DATA SHOWN start
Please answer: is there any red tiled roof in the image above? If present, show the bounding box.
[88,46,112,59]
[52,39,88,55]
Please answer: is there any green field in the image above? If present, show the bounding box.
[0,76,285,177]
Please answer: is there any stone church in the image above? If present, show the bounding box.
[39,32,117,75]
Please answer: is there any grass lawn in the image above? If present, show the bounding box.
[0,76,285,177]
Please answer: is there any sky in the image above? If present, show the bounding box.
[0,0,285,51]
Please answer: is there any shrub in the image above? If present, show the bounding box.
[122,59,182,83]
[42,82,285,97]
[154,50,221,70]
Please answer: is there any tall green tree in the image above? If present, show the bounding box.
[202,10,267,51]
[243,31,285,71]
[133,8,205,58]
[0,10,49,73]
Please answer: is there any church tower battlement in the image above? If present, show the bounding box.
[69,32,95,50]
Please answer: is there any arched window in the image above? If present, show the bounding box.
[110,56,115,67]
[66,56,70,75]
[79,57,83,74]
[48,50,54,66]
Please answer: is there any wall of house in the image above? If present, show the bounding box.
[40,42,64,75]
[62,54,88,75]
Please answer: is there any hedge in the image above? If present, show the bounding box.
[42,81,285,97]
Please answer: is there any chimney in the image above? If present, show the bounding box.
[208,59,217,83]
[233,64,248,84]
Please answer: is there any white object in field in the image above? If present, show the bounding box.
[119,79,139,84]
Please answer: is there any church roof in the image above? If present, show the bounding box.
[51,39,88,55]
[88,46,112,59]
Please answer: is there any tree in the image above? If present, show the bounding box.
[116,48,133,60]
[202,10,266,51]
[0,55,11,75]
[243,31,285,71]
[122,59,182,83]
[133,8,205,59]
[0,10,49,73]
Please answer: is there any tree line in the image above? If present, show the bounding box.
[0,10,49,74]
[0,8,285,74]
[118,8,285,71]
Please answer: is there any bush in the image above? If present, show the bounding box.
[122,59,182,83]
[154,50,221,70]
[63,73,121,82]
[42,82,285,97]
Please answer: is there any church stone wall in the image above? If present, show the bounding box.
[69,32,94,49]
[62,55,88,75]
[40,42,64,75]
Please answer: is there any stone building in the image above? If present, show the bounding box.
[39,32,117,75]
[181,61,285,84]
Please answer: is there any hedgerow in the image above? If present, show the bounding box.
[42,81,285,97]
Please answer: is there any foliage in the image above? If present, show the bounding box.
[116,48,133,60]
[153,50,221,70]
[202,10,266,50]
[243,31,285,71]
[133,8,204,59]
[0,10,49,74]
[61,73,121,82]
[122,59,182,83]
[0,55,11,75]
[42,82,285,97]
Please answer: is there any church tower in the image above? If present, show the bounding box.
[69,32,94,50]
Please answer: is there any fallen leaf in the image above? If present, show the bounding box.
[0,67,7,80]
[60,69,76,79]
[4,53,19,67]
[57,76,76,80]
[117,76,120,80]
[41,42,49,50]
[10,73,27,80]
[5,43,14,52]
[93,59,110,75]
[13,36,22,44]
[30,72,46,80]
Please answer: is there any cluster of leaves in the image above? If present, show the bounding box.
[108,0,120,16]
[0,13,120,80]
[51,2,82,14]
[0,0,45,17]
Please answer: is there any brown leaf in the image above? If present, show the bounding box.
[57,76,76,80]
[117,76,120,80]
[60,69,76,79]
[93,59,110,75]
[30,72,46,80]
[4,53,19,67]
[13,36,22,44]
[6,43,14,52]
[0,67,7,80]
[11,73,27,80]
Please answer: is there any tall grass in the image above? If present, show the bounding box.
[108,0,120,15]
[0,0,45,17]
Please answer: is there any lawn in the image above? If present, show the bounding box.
DATA SHOWN end
DATA SHOWN start
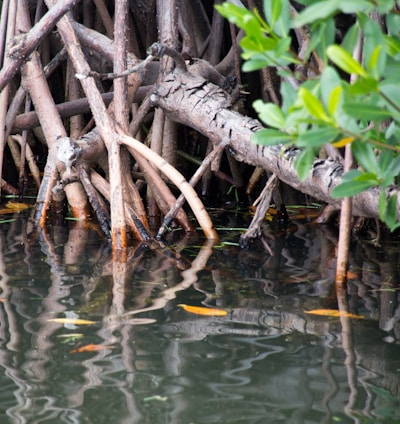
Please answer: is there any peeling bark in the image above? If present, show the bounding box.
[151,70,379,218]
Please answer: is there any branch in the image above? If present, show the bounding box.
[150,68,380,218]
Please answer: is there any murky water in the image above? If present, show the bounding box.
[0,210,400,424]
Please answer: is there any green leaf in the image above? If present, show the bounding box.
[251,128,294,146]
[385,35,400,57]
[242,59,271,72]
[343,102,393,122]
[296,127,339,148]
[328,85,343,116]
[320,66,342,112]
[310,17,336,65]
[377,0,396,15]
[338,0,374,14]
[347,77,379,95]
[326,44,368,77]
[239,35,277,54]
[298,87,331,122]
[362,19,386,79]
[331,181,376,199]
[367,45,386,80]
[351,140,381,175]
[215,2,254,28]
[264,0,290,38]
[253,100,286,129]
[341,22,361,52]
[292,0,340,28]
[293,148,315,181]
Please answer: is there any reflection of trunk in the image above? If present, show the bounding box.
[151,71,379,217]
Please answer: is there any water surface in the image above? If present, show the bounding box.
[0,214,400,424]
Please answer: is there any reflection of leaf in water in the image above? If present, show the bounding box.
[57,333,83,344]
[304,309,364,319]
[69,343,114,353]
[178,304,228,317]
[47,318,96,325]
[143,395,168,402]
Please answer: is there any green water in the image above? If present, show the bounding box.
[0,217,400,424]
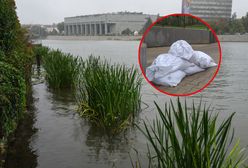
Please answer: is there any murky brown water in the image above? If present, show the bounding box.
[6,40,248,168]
DATA SHOWN end
DATA SHOWN start
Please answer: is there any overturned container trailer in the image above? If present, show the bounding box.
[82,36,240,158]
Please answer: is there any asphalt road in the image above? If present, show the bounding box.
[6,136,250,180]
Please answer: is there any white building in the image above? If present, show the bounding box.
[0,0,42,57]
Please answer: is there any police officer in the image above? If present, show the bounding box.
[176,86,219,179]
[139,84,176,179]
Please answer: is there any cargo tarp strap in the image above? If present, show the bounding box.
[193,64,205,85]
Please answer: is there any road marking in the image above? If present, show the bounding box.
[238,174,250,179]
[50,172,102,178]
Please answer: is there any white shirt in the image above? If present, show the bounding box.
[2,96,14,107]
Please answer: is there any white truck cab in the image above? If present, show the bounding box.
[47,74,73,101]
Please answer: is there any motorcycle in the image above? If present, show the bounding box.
DATA SHOWN end
● **INSTRUCTIONS FOR THE TASK**
Rewrite the data above as a JSON list of strings, one string per line, from the line with "Please answer: is there any water" to the line with "[6,40,248,168]", both included. Skip blank lines and leave out the pictures.

● **FULL RESPONSE**
[
  "Please answer: is there any water surface in the image above? If present, show the bounding box.",
  "[0,214,400,424]",
  "Please answer: is there any reflection of leaf in water in the image above? If present, show the bounding box.",
  "[57,333,83,344]",
  "[304,309,364,319]",
  "[69,343,114,353]",
  "[178,304,228,317]",
  "[47,318,96,325]",
  "[143,395,168,402]",
  "Please answer: is there any green water in the image above? If present, show the bounding box.",
  "[0,217,400,424]",
  "Please answer: is there any murky brown water in the image above? If present, show the bounding box.",
  "[6,40,248,168]"
]